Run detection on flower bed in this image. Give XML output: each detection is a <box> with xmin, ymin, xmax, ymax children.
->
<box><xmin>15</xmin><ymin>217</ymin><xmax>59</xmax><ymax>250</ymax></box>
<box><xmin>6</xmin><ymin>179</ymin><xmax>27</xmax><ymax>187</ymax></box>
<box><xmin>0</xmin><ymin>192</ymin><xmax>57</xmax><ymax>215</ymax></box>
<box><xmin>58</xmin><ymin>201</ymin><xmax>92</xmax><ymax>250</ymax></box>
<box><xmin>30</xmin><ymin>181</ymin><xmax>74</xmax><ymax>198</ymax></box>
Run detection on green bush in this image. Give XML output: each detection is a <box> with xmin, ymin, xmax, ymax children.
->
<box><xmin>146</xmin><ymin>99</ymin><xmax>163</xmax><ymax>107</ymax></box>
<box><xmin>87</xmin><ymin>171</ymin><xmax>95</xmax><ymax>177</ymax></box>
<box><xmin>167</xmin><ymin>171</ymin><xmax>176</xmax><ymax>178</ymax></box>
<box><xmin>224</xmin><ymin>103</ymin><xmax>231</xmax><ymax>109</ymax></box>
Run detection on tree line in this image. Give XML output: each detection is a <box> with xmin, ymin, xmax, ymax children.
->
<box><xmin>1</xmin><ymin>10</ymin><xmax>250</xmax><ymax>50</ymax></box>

::::::::::

THE PROBLEM – Write out all the entries once more, exactly.

EXPECTED OUTPUT –
Run detection on flower bed in this image. Give XML output: each detection is a <box> with xmin, ymin, xmax, ymax children.
->
<box><xmin>15</xmin><ymin>217</ymin><xmax>59</xmax><ymax>250</ymax></box>
<box><xmin>6</xmin><ymin>179</ymin><xmax>27</xmax><ymax>187</ymax></box>
<box><xmin>0</xmin><ymin>192</ymin><xmax>57</xmax><ymax>215</ymax></box>
<box><xmin>58</xmin><ymin>201</ymin><xmax>92</xmax><ymax>250</ymax></box>
<box><xmin>30</xmin><ymin>181</ymin><xmax>74</xmax><ymax>198</ymax></box>
Run detection on green bush in this image. Give XML output: each detection is a <box> with xmin, ymin, xmax, ymax children.
->
<box><xmin>146</xmin><ymin>99</ymin><xmax>163</xmax><ymax>107</ymax></box>
<box><xmin>87</xmin><ymin>171</ymin><xmax>95</xmax><ymax>177</ymax></box>
<box><xmin>167</xmin><ymin>171</ymin><xmax>176</xmax><ymax>178</ymax></box>
<box><xmin>224</xmin><ymin>103</ymin><xmax>231</xmax><ymax>109</ymax></box>
Run detection on tree line in this image. Give XML output: each detection is a <box> with xmin, ymin, xmax, ymax children.
->
<box><xmin>1</xmin><ymin>10</ymin><xmax>250</xmax><ymax>50</ymax></box>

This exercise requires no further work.